> **What this task involves**: Could you report every line from the entries that includes the word "tablecloth"?

(Collected data entries)
**********

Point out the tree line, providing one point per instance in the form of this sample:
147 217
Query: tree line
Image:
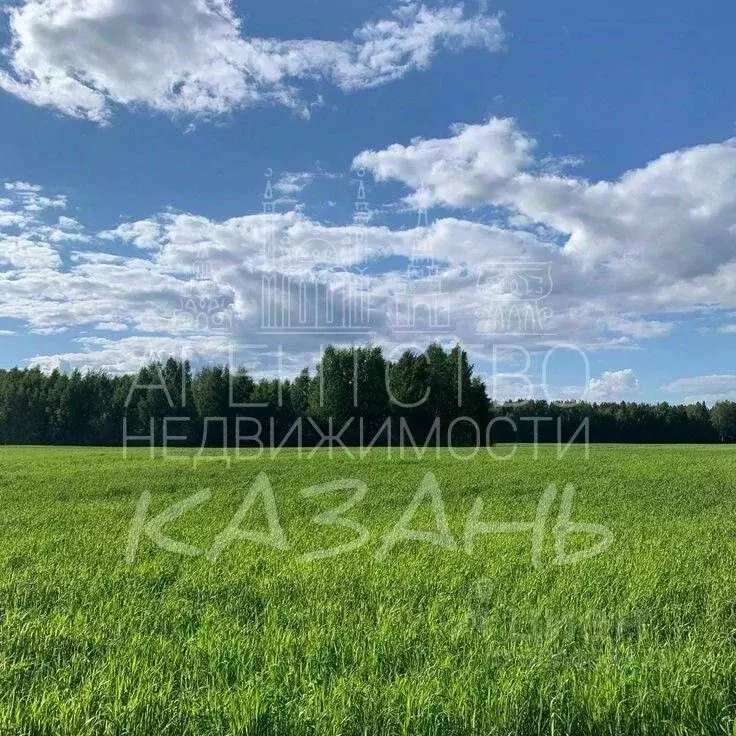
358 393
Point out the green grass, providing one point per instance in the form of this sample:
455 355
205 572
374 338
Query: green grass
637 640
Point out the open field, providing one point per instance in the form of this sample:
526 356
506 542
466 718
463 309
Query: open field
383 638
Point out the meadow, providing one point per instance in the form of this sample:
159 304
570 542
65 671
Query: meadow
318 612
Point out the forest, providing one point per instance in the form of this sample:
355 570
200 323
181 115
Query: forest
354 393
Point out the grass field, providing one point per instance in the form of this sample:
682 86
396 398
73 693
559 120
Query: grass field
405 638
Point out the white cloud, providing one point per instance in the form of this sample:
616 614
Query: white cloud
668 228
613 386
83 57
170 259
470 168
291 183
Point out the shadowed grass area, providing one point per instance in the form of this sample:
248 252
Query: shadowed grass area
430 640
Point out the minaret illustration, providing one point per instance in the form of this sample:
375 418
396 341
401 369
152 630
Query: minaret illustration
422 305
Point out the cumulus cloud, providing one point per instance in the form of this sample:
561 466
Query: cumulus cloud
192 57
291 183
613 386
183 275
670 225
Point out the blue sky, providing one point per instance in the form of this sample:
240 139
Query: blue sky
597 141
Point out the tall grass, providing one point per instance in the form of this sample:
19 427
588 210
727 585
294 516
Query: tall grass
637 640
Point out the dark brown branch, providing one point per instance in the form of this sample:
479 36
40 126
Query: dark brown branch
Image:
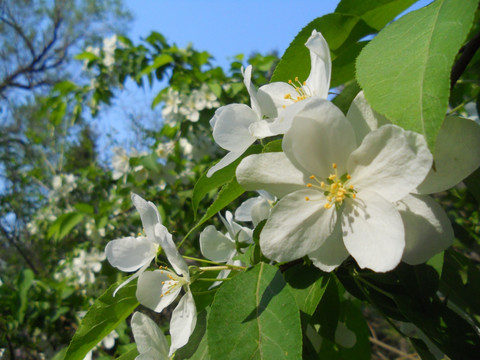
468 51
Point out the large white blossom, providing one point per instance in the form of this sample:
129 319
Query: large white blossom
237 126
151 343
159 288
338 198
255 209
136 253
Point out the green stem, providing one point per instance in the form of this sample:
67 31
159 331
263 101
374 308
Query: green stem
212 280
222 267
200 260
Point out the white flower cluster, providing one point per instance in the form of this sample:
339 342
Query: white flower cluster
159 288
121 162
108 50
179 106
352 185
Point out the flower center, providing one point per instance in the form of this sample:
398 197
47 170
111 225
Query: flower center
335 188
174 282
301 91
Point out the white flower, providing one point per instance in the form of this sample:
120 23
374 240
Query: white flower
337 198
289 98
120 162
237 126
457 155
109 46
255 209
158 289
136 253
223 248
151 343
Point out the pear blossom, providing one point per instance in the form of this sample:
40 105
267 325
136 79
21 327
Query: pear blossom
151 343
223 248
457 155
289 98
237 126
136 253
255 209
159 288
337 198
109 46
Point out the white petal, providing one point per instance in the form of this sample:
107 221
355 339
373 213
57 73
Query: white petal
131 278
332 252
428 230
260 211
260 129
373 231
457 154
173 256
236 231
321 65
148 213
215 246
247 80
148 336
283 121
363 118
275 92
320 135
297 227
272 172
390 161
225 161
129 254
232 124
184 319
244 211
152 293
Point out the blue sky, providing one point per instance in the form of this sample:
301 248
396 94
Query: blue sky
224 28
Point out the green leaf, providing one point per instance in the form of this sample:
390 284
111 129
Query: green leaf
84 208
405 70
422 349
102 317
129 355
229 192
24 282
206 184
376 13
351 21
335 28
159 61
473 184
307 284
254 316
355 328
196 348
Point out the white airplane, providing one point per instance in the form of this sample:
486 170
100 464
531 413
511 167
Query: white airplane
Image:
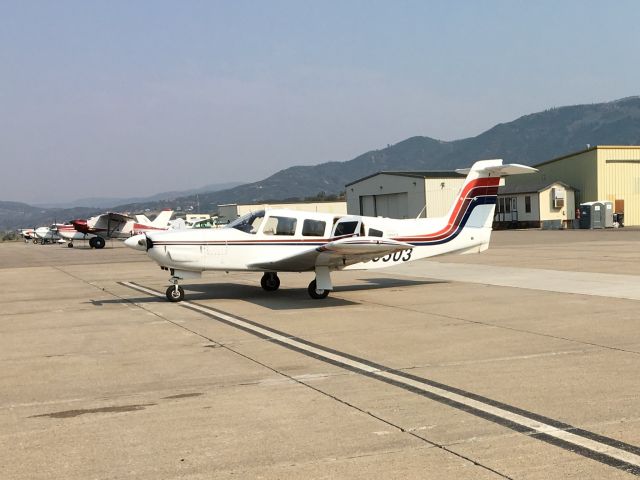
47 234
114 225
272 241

**********

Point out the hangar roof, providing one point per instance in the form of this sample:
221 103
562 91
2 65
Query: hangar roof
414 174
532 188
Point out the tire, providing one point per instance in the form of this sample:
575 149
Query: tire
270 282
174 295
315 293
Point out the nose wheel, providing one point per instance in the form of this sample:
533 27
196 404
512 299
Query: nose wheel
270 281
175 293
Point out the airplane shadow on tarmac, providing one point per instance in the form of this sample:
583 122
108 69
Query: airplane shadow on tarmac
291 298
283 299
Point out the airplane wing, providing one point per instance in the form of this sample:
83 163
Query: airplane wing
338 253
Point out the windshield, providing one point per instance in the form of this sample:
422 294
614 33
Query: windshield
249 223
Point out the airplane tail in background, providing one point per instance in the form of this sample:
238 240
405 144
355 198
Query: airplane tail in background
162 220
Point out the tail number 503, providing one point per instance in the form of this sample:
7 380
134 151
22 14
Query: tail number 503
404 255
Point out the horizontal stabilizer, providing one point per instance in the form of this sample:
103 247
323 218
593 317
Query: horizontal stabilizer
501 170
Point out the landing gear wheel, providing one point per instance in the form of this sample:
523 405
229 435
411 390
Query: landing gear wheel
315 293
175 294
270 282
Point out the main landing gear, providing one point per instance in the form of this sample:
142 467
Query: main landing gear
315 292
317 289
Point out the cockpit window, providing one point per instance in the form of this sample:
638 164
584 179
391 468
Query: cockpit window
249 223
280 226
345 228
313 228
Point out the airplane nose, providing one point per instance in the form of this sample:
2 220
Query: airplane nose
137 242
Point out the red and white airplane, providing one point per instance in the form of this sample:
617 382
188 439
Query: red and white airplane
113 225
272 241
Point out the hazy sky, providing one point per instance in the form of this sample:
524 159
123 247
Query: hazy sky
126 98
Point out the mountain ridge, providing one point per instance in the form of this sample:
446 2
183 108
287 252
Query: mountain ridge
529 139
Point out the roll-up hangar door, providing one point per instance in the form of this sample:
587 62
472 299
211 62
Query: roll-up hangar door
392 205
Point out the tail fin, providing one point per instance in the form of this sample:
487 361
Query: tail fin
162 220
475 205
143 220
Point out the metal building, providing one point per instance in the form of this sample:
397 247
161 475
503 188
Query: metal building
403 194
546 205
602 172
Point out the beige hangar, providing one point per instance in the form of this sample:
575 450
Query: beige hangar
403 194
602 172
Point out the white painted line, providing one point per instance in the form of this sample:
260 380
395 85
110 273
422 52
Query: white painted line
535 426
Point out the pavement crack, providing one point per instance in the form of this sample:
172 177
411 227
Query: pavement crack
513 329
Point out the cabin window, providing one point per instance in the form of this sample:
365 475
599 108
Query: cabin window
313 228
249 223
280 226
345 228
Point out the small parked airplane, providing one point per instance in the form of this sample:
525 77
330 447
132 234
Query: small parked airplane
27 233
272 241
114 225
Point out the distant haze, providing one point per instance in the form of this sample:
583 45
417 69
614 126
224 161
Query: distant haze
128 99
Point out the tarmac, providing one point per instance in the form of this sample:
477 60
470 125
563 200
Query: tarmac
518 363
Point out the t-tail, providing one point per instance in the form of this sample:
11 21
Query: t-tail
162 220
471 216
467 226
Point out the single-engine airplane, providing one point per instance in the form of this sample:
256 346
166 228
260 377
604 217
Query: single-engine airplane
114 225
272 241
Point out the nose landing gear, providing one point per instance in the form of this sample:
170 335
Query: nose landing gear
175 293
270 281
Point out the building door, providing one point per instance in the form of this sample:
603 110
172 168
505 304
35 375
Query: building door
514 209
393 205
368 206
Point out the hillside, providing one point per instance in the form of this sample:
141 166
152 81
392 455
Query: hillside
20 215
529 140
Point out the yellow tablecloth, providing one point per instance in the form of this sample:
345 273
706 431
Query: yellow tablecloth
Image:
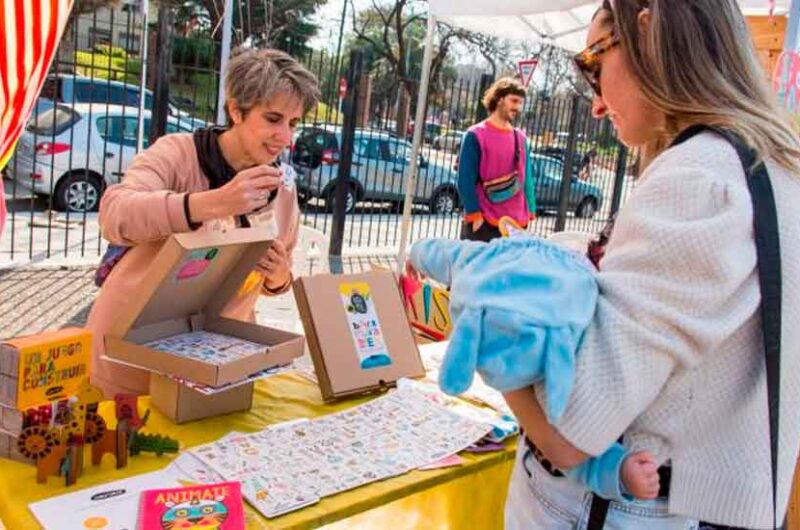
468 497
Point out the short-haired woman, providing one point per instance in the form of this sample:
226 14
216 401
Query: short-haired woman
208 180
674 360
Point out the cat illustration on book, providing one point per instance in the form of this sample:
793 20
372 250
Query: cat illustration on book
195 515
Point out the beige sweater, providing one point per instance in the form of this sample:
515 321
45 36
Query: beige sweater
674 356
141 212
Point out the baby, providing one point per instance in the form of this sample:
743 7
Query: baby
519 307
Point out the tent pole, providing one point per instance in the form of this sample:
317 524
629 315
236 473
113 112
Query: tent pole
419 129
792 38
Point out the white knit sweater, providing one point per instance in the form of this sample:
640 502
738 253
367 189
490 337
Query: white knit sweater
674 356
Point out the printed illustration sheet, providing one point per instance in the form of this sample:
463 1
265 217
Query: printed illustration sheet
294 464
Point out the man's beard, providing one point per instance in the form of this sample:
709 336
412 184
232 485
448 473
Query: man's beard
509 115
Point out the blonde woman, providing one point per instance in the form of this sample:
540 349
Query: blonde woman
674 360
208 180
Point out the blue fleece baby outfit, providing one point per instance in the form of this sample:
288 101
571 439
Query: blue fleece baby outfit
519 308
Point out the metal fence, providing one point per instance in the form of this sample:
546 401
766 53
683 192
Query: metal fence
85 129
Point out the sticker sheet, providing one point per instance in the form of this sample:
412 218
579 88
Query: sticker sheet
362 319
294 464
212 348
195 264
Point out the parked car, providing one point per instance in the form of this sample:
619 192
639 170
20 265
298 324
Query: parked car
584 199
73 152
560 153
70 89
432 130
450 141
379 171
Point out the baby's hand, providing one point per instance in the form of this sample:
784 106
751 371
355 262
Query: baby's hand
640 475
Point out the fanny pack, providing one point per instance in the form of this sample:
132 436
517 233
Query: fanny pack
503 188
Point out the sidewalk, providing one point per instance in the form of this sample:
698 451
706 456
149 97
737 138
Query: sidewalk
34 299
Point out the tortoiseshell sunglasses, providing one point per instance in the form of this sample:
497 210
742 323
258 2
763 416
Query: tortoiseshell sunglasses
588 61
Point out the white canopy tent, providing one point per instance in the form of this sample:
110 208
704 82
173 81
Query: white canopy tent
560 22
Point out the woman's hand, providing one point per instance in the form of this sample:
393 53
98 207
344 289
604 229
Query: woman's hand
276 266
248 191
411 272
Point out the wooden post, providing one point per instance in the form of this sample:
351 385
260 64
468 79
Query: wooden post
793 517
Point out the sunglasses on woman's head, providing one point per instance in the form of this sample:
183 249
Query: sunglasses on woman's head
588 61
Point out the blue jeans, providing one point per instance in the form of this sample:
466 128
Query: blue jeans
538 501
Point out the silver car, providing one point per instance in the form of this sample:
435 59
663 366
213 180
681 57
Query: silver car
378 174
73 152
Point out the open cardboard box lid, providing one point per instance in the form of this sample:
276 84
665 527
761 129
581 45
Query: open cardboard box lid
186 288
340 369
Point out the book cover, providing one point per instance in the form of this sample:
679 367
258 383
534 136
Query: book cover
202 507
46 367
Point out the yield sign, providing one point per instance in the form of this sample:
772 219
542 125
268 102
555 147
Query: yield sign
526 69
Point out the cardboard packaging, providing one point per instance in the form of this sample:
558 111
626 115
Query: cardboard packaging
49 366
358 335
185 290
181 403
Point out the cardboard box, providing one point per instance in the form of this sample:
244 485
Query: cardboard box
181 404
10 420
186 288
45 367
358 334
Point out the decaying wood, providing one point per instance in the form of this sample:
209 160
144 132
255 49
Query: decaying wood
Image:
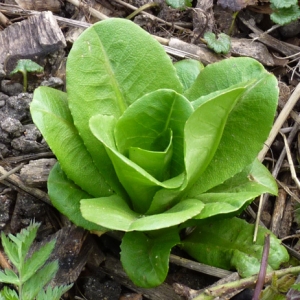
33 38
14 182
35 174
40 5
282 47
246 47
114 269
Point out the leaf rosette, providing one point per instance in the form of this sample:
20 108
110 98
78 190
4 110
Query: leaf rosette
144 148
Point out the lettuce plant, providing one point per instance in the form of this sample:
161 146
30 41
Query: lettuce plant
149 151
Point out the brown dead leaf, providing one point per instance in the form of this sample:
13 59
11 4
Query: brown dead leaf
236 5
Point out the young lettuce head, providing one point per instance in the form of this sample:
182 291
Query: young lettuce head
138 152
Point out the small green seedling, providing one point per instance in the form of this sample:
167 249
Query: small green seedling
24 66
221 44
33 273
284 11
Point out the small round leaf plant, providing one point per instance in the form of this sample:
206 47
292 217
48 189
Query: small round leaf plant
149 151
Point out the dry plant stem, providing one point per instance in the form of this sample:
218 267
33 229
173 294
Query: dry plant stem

**********

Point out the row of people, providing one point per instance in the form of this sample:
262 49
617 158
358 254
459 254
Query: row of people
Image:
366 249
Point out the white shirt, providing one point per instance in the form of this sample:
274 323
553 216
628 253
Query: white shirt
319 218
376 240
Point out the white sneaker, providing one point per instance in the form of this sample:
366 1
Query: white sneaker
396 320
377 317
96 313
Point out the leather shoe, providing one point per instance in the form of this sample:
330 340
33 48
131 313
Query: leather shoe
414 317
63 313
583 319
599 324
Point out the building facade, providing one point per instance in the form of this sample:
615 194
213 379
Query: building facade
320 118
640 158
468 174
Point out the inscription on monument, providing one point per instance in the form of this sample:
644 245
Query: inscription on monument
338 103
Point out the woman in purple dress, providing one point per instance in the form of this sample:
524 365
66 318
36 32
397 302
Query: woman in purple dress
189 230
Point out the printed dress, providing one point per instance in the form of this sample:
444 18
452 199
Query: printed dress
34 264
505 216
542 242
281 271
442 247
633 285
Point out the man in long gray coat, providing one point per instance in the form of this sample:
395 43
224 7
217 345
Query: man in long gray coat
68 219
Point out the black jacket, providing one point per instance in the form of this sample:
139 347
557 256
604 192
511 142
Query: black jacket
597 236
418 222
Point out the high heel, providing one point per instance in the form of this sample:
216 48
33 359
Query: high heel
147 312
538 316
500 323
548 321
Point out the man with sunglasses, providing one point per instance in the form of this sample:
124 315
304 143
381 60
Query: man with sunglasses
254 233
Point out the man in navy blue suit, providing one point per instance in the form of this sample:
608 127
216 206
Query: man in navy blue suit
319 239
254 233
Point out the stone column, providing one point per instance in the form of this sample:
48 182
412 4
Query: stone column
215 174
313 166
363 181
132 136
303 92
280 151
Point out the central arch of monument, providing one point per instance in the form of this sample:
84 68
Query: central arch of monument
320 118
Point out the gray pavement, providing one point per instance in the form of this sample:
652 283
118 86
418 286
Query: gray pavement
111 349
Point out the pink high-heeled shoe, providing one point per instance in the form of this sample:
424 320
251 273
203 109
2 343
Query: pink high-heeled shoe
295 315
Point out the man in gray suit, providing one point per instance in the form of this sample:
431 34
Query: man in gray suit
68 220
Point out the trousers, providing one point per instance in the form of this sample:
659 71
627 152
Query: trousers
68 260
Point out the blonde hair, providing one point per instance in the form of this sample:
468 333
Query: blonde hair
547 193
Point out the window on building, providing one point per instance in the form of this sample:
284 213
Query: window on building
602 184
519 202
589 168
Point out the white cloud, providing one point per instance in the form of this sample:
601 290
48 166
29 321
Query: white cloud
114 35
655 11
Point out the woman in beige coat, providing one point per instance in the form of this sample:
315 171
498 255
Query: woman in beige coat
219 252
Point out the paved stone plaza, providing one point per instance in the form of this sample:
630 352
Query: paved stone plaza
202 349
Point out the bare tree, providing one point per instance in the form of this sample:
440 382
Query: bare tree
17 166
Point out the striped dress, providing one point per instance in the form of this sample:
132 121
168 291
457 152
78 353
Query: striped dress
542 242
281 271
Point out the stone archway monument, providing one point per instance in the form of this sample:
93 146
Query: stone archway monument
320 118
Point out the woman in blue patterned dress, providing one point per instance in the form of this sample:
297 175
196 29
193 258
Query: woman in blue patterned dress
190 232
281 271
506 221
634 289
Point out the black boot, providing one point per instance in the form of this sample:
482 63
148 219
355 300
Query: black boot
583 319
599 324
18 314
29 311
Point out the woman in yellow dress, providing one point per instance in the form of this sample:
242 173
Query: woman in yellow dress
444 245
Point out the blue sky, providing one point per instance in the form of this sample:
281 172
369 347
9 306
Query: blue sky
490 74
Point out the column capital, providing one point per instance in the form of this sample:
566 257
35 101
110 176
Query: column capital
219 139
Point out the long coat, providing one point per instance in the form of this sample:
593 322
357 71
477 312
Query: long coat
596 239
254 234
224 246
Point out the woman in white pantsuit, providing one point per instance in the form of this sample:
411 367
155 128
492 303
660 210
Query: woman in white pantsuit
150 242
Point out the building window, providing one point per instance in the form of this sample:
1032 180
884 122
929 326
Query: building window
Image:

**********

> **Final answer**:
Point out the yellow tablecloth, providing one point per instance in the form of this sample:
Query: yellow tablecloth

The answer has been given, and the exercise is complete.